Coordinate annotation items
= = = =
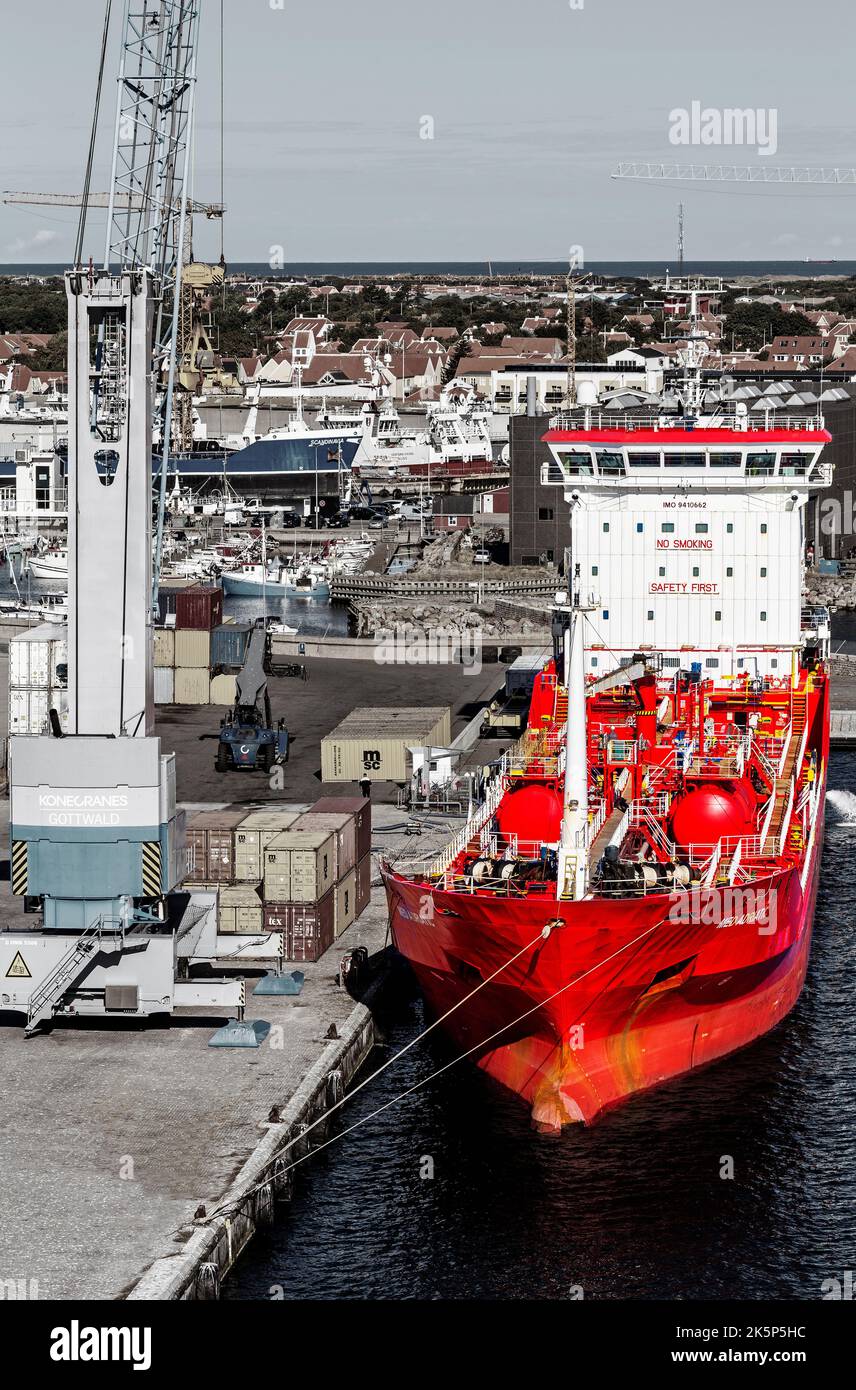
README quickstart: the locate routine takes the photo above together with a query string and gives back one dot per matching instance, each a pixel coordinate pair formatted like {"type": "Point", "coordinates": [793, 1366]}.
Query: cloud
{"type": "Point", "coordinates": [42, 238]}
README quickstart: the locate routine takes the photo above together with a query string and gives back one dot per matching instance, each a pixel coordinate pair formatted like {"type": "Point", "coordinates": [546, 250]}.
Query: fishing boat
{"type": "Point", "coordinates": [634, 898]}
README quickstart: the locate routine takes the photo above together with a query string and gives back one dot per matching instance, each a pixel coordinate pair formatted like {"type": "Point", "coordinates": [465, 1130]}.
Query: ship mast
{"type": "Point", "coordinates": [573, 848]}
= = = =
■ **EXERCISE DIRECTIONS**
Please rewrite the items with "locate routine" swapped for "search routine" and everything else left the same. Leave out the pictures.

■ **FINAL RESULT**
README quickstart: the search routine takes the photo above together with a query string and gives back one dot per matching instance, each a pixel coordinate pair formatted like {"type": "Point", "coordinates": [793, 1366]}.
Query: cloud
{"type": "Point", "coordinates": [42, 238]}
README quickstart: the search routine takes the photo above together with a query string and gives back one dot per matching instance, each a pixel coordinate pair formatted like {"type": "Point", "coordinates": [546, 250]}.
Query: fishing boat
{"type": "Point", "coordinates": [634, 898]}
README quickstart: the search routine takes the photo above together with a query string and gives back one dot per matching instance, each a pixel coordinate pair formatted like {"type": "Point", "coordinates": [465, 1130]}.
Query: ship mast
{"type": "Point", "coordinates": [573, 848]}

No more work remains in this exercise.